Do this> Count the lines in the data below that contain the string "tree" with case matched exactly. Reply with the number alone.
═══ Given information
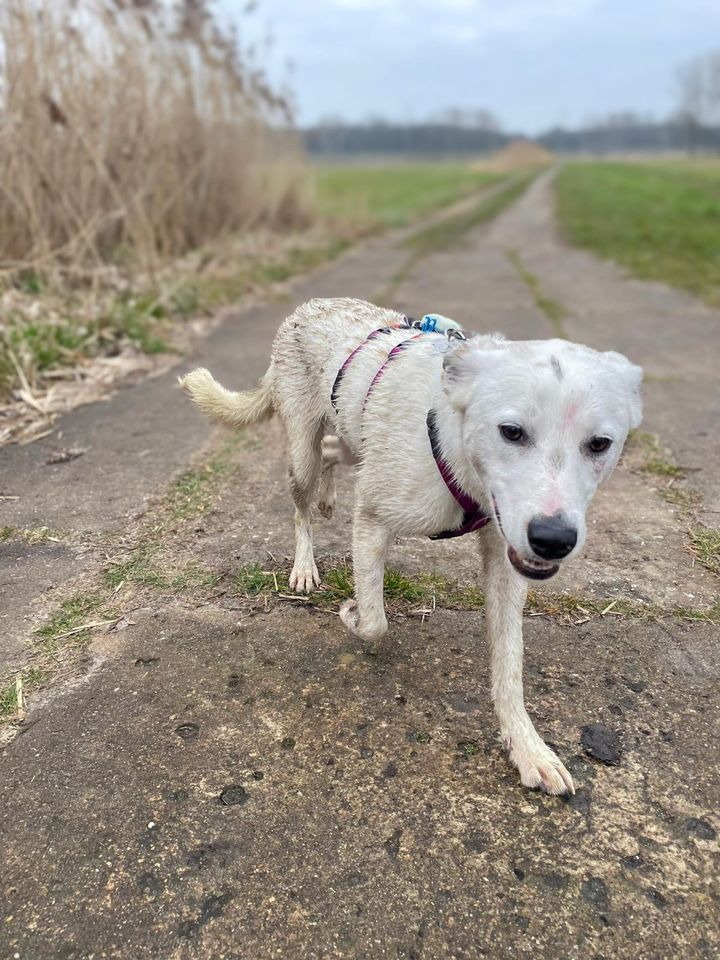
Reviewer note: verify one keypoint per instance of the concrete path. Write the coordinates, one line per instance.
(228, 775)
══════
═══ Given information
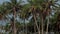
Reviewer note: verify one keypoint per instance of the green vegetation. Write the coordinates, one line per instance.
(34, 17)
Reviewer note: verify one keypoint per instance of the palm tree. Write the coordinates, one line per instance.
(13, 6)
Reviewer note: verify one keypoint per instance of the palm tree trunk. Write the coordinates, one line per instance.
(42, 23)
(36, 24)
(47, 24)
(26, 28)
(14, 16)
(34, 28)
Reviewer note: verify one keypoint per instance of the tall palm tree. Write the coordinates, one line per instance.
══════
═══ Given information
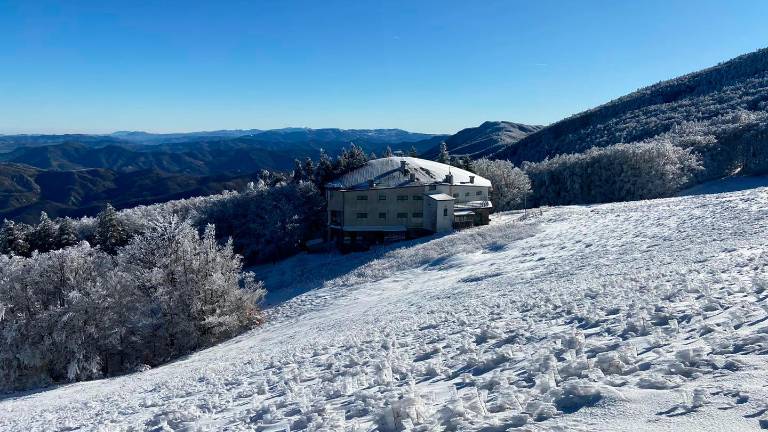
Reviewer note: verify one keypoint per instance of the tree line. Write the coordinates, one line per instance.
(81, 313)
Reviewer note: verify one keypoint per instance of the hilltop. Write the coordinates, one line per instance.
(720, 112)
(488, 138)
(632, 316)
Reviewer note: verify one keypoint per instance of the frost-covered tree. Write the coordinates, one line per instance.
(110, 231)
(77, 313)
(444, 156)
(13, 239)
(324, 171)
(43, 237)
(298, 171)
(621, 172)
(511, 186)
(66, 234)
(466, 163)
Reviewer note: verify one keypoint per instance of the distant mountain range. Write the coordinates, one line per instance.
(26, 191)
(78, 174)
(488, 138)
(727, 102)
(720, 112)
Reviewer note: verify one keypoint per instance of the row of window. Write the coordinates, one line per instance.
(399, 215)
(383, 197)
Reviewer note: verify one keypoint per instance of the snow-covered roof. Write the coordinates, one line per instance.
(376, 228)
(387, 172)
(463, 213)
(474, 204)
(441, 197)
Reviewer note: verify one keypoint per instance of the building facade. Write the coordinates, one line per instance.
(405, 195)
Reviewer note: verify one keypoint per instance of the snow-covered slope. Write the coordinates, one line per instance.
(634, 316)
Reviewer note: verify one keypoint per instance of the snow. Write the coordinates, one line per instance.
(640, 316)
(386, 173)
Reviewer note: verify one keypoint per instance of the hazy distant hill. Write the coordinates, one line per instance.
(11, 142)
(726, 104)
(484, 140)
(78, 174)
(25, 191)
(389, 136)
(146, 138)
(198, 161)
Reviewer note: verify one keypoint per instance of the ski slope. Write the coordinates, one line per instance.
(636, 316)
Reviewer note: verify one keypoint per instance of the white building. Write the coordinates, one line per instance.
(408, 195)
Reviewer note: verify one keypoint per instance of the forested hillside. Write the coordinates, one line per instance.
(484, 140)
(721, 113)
══════
Written solution> 5